** Opening EXERCISE PASSAGE block **

The use of the word euthanasia by nazi-officials is clearly euphemistic (= "I say it nobly") and could be discribed as being anything in between purple prose and a boldfaced lie. Note Van Galen and other bishop's public protests and the action of the judge Lothar Kreyssig who, confronted with Hitler's writ said: "das Führerwort schafft kein Recht" (the word of the Führer does not constitute justice) and charged the appropriate Reichsminister with murder. He then of course was sent into "pension", another euphemistic use of words. —Preceding unsigned comment added by 82.95.91.171 (talk) 21:57, 7 February 2009 (UTC)

Is that propaganda poster really linked to the euthanasia program?

There are at least three difficulties in the proposition that the propaganda poster featuring "dieser Erbkranke" is supposed to be advocating euthanasia. First, the euthanasia decree only went into effect in late 1939, while the date of the poster is given as about 1938. Second, the poster could just as easily have been intended to promote sterilization of the unfit, preventing the birth of such an Erbkranker--sterilization being a much less controversial public health measure than euthanasia, practiced openly in Germany and also in the United States. Third, supposedly the euthanasia decree was not supposed to be known to the general public; therefore it makes absolutely no sense to make propaganda posters related to such a policy, nor does it make sense to assume that this poster is supposed to be about euthanasia. It seems that by default, it must be about prevention of the births of unfit people.

Consequently I think that it is inappropriate for that image to be accompanying this article. It should be with an article on eugenics or dysgenics, or sterilization. —Preceding unsigned comment added by Hadding (talkcontribs) 11:37, 8 August 2008 (UTC)

You raise a good point, but I think this poster is justified. It describes propaganda efforts produced by the same government as T4, and a cultural attitude in which such things were tolerable. Can you imagine such a poster in public today? Can you imagine a program like T4 even in private today? A public society that can accept the aims of the poster is a society where a small group in power can put forward a program like T4. Andy Dingley (talk) 12:19, 8 August 2008 (UTC)

Sterilization of the mentally retarded was official policy in many of the United States of America until the 1960s. How does acceptance of sterilization imply acceptance of euthanasia?

The stated purposes of sterilization and euthanasia in the Third Reich were not even the same. Sterilization was a eugenic measure, but Hitler's euthanasia decree specifically declared the purpose of relieving the suffering of incurably ill people.

** Closing EXERCISE PASSAGE block **
** Opening RECORDS block **

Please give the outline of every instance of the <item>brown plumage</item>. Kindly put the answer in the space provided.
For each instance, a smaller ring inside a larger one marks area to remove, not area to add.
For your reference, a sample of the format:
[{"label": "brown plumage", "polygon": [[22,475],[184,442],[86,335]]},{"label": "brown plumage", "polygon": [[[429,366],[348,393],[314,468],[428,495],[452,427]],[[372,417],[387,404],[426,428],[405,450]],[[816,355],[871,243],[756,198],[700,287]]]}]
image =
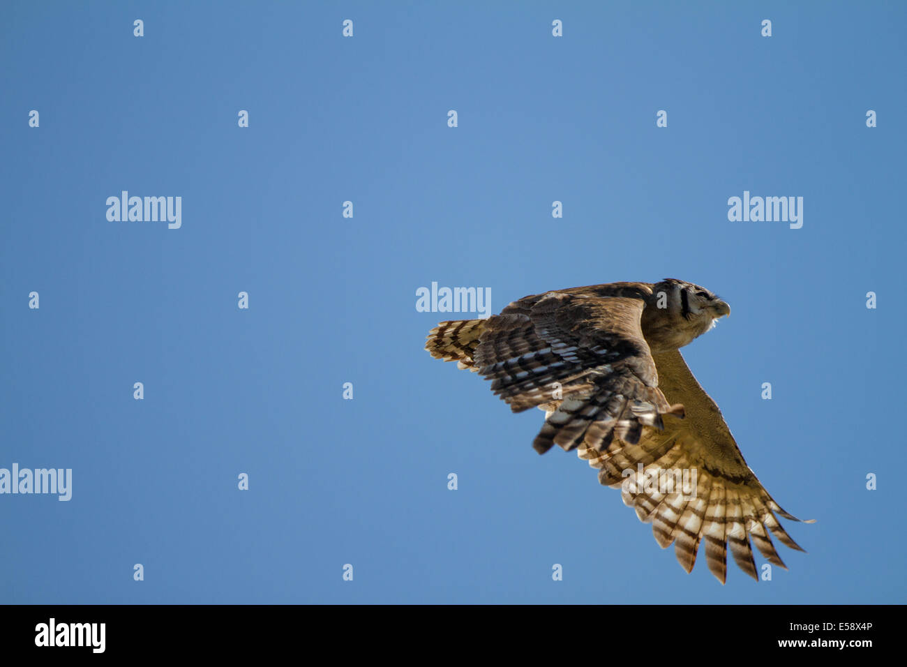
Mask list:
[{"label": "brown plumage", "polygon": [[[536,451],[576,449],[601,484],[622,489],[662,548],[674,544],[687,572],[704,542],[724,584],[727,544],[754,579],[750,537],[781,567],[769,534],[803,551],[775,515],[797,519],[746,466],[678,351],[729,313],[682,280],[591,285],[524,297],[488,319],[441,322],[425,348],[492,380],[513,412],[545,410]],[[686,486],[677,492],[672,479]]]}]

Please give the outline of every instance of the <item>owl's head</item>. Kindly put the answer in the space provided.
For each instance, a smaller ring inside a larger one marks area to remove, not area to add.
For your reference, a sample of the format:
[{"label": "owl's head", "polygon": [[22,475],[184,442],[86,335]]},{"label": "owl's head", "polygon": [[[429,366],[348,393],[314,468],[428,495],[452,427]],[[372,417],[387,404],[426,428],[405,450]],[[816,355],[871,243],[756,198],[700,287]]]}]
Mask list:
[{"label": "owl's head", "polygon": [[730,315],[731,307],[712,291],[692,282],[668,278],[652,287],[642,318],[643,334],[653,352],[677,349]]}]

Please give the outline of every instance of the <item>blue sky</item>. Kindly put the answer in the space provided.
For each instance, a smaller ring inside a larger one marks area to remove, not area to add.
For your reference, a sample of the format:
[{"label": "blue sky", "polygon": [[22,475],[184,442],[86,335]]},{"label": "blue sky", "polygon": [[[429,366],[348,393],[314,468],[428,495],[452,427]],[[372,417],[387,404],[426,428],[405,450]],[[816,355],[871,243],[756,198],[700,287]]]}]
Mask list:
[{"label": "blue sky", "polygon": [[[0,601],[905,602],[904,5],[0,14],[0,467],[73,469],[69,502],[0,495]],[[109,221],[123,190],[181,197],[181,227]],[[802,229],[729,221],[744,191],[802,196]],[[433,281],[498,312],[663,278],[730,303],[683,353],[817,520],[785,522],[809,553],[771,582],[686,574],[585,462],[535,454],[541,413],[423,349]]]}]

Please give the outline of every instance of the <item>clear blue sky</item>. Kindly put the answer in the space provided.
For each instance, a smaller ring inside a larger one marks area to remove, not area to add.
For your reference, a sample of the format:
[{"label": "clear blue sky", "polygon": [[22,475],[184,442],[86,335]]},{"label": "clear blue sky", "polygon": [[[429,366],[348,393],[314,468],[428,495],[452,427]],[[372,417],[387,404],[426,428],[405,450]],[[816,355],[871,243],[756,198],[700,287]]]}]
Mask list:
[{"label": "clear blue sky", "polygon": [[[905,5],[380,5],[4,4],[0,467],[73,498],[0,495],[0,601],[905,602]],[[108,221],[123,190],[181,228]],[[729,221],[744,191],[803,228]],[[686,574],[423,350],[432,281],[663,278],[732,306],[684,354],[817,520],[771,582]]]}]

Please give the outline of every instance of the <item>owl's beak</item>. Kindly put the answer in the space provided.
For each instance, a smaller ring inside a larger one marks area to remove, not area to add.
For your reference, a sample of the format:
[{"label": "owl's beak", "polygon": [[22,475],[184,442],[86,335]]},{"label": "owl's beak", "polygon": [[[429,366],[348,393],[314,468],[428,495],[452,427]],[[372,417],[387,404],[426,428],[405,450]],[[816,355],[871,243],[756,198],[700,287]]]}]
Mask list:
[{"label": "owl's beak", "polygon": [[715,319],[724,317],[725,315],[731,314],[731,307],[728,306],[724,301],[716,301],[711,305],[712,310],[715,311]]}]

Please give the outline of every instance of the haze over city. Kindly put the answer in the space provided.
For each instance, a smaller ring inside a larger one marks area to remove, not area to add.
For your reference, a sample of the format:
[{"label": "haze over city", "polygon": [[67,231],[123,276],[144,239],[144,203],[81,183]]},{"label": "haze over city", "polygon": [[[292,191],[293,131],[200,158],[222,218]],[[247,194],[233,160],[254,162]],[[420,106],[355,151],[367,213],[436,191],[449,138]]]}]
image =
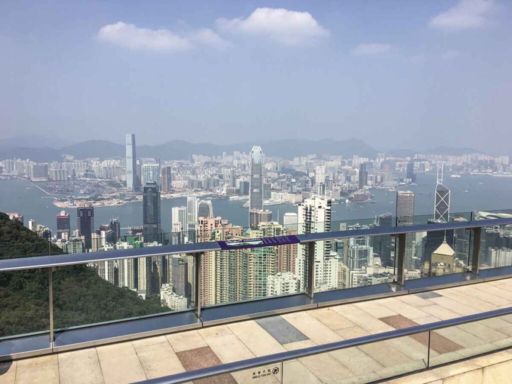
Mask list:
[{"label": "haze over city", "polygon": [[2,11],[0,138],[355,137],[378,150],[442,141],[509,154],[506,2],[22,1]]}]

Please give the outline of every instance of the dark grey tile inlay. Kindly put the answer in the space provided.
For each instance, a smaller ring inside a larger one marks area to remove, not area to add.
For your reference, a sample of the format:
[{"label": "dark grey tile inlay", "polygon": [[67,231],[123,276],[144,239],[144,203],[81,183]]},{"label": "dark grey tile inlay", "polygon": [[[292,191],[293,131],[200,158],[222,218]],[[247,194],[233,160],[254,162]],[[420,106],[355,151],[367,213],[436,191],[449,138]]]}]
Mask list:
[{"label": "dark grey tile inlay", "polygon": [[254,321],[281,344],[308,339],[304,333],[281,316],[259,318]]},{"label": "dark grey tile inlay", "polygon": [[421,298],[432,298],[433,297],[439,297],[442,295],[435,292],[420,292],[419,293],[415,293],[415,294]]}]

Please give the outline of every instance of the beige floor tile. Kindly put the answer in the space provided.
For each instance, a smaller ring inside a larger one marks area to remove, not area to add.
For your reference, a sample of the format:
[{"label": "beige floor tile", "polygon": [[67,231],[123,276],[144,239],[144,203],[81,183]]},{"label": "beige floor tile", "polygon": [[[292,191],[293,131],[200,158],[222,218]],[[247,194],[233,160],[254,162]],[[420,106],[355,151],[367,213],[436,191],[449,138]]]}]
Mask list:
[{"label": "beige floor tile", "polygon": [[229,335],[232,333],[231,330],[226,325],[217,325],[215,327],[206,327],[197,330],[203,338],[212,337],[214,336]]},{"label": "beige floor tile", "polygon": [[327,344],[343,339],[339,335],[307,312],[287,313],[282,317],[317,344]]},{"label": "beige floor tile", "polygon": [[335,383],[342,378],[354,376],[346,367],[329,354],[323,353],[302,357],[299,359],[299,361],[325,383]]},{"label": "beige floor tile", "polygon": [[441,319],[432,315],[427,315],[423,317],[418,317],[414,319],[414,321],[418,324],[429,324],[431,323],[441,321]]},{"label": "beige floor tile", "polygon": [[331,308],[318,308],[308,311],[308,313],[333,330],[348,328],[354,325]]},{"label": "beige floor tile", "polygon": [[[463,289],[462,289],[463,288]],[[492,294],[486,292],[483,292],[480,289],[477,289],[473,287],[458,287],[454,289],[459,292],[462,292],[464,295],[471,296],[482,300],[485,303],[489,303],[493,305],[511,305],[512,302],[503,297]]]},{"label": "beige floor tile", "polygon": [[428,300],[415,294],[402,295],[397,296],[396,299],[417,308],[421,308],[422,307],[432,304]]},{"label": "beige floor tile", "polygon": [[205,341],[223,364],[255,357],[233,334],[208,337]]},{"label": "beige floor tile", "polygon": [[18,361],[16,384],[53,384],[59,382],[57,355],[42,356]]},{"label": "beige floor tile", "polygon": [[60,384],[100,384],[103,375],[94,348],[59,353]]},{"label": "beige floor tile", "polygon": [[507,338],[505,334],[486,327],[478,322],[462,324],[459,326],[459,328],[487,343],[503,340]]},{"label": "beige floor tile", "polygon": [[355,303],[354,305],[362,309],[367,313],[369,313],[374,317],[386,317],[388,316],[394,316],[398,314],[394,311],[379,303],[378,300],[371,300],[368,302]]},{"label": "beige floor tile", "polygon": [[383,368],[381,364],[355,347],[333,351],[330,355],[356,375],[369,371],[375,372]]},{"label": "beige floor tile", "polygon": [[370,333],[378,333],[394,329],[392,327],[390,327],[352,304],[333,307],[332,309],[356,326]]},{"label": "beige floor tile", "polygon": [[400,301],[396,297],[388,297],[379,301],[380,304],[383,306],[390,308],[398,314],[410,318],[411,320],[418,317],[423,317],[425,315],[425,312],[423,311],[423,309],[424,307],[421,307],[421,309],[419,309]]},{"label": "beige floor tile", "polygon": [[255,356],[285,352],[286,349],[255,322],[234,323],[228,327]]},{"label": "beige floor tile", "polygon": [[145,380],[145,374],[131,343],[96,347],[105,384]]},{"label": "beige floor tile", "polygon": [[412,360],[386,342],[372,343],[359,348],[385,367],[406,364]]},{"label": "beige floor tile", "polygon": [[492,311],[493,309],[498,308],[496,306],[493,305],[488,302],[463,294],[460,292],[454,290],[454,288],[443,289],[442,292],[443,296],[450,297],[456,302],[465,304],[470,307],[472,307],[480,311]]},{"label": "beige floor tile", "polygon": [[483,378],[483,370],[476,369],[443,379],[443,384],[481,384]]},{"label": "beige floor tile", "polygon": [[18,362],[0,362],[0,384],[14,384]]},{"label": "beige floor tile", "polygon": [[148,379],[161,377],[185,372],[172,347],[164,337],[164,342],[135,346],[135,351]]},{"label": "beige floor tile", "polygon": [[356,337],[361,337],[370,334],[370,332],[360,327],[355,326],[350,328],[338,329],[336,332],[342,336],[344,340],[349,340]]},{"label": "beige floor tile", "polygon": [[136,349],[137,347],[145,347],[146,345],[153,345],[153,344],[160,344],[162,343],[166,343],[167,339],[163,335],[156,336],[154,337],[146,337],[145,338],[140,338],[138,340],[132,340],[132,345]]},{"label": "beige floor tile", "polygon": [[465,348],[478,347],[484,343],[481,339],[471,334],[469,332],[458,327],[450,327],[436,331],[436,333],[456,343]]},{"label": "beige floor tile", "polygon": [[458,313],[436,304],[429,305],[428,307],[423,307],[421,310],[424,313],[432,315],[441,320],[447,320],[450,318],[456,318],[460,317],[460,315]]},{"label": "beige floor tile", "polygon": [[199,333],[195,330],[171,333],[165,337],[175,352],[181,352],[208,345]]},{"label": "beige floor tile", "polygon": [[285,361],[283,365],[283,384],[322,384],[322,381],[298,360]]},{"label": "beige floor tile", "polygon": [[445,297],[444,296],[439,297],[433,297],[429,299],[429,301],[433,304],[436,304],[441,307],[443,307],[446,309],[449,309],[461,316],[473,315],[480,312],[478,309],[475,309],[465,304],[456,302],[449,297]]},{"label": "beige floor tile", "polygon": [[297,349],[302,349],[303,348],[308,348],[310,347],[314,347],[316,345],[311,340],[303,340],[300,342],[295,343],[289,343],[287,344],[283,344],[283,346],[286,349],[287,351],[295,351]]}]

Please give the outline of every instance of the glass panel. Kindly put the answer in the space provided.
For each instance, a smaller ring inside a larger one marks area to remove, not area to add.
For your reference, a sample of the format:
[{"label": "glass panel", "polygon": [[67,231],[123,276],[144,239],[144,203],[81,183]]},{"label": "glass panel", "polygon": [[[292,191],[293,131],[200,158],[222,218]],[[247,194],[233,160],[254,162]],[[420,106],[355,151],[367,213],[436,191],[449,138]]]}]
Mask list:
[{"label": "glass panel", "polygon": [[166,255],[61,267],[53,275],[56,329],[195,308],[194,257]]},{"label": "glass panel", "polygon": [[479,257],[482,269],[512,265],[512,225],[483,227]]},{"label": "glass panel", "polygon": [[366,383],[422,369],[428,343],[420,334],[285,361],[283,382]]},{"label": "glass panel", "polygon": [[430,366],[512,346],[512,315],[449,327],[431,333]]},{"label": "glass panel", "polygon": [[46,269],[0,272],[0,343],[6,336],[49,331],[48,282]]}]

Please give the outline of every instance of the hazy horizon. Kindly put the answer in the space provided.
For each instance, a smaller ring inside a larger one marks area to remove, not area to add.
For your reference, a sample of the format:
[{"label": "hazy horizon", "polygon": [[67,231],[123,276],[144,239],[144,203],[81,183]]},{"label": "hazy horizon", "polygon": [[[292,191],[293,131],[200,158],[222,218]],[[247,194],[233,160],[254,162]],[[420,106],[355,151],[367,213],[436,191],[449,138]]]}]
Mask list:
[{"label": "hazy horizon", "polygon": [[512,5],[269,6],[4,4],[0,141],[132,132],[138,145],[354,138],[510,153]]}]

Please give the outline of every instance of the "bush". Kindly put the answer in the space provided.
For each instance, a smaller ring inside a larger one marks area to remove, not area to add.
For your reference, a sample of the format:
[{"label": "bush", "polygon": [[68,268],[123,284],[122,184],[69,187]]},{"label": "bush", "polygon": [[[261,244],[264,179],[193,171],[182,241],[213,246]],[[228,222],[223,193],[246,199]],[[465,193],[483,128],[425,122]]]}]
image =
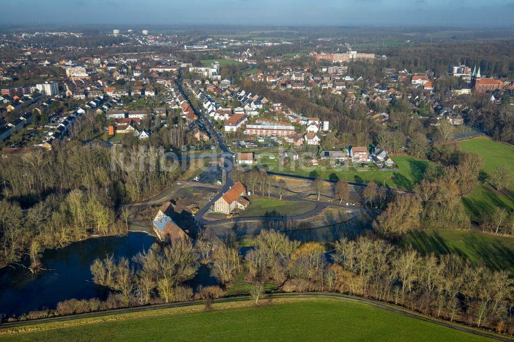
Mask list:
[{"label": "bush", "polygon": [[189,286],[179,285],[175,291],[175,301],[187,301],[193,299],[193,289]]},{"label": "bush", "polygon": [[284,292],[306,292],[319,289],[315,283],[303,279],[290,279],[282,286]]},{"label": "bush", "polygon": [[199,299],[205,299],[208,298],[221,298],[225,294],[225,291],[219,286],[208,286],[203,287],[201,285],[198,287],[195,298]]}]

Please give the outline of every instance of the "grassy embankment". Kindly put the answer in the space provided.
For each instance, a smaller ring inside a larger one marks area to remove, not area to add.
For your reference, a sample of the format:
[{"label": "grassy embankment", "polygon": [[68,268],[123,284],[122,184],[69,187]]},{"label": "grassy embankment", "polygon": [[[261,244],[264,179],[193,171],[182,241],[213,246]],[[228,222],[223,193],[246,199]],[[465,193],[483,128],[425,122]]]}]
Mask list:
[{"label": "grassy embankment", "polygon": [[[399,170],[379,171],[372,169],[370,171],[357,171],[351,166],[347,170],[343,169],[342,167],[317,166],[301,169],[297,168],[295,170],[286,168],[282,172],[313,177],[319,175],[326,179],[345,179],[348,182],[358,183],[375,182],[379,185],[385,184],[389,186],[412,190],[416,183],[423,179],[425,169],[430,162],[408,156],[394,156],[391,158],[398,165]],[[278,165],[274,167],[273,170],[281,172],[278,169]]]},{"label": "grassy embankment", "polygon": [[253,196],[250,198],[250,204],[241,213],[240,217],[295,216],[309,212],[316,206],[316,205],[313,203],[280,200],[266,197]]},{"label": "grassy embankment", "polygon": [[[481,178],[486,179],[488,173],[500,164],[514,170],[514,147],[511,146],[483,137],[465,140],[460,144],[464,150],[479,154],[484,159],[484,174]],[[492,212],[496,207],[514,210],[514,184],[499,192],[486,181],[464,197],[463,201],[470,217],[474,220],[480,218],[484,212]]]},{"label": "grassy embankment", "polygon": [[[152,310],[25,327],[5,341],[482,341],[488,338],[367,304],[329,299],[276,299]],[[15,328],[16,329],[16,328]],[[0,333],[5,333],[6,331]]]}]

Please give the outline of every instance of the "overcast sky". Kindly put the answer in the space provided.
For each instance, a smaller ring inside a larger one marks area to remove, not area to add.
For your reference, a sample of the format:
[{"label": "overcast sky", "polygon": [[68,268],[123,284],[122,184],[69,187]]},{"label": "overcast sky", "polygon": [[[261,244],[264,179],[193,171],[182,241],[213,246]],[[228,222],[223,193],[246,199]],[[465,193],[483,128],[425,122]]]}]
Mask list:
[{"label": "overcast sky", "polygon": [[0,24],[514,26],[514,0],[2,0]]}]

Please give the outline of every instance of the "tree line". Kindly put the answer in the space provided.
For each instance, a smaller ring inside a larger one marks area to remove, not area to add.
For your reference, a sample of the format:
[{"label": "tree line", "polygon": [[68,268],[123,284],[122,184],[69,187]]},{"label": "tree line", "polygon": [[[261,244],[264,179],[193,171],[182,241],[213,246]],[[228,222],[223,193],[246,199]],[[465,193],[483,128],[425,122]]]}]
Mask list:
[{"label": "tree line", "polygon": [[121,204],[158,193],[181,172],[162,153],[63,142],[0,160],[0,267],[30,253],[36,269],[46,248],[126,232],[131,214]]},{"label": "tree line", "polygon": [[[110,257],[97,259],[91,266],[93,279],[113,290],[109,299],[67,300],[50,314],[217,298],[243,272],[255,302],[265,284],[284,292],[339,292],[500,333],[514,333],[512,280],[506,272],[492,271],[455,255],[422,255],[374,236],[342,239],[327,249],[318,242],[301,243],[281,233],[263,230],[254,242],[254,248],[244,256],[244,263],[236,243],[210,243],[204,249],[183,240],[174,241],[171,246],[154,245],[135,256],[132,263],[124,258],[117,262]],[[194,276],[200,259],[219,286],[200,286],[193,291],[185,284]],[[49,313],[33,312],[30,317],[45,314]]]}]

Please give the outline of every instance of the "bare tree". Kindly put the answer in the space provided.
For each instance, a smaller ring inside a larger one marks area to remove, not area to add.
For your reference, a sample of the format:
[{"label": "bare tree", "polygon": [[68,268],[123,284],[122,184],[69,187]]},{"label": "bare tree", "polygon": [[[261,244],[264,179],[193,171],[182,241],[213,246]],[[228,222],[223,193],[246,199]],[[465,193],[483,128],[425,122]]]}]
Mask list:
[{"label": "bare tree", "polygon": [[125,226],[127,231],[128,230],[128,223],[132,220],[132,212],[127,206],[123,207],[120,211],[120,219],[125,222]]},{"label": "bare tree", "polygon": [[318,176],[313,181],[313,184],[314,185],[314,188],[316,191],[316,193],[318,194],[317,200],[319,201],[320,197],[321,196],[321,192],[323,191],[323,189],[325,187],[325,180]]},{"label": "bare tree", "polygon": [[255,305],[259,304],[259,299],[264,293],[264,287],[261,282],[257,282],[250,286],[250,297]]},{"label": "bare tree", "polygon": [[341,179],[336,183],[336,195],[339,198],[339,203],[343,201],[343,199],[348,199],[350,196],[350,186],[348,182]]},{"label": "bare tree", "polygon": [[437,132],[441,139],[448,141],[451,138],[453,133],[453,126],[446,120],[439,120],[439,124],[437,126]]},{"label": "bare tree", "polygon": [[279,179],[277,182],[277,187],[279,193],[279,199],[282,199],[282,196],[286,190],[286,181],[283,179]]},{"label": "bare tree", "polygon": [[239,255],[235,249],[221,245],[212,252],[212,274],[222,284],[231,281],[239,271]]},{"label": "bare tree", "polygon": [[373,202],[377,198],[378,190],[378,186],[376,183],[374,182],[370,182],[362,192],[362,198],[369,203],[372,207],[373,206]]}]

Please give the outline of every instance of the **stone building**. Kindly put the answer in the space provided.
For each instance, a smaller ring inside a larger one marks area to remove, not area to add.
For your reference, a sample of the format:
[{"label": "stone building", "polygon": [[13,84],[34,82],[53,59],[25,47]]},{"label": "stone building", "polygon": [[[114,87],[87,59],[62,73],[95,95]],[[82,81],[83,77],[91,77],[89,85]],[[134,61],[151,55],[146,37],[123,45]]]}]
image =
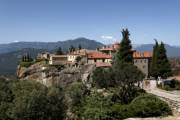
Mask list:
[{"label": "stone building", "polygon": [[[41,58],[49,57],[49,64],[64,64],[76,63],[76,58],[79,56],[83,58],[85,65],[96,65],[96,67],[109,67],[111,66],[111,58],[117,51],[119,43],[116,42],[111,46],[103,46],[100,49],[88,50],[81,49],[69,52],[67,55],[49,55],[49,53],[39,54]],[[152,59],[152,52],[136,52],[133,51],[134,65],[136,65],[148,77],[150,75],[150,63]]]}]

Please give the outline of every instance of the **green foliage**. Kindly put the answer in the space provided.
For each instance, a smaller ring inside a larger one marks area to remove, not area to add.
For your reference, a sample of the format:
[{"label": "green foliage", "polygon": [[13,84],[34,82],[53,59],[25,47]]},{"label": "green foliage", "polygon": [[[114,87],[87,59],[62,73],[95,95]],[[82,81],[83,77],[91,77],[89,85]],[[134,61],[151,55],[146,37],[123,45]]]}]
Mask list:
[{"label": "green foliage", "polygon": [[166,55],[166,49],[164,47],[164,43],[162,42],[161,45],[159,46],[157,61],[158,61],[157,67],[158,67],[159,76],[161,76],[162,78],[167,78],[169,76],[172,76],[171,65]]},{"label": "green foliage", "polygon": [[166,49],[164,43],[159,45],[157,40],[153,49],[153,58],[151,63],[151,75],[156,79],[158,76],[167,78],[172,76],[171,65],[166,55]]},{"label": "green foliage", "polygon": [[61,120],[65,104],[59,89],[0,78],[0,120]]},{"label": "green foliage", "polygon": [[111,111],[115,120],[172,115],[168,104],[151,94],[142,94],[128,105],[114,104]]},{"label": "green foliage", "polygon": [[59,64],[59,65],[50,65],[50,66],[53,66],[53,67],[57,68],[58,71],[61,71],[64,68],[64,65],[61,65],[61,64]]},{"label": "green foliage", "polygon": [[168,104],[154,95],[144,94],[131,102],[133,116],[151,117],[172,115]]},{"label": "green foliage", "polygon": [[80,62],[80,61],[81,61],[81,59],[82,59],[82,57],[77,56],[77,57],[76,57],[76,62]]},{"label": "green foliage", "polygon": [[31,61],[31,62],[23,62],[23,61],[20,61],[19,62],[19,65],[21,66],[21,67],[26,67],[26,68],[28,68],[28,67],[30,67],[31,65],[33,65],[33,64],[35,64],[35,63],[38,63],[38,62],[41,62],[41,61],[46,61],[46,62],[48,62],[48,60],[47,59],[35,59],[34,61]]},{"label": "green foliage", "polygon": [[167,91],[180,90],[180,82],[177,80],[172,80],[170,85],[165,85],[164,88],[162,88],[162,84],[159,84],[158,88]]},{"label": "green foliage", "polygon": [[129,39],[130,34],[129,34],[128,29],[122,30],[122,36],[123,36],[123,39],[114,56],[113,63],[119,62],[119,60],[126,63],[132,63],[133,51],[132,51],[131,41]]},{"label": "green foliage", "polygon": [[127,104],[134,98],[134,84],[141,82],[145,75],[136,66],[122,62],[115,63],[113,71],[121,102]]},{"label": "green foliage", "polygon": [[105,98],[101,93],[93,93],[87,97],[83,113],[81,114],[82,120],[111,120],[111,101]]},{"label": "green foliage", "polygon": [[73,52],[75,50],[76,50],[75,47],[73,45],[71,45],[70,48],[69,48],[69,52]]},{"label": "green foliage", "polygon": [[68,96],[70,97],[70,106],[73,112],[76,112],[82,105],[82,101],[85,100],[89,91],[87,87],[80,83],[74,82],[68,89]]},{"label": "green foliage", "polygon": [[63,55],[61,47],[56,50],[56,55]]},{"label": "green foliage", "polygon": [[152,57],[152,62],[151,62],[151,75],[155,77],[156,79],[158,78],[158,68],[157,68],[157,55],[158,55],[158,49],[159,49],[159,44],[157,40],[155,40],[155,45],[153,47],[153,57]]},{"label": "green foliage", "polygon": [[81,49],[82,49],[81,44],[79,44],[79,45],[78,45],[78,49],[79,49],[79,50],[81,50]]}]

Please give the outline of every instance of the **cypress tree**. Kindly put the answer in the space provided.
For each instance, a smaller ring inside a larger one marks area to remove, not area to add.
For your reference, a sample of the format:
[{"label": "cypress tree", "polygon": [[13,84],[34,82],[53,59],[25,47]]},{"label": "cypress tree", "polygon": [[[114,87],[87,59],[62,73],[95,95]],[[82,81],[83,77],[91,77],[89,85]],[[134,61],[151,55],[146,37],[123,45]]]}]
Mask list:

** Closing RECORDS block **

**REQUIRED WORK:**
a) In the euthanasia discussion, when did the euthanasia decree go into effect?
b) Reproduce the euthanasia discussion word for word, from "Sterilization of the mentally" to "incurably ill people.", inclusive.

**RESPONSES TO THE TASKS:**
a) It went into effect in late 1939.

b)
Sterilization of the mentally retarded was official policy in many of the United States of America until the 1960s. How does acceptance of sterilization imply acceptance of euthanasia?

The stated purposes of sterilization and euthanasia in the Third Reich were not even the same. Sterilization was a eugenic measure, but Hitler's euthanasia decree specifically declared the purpose of relieving the suffering of incurably ill people.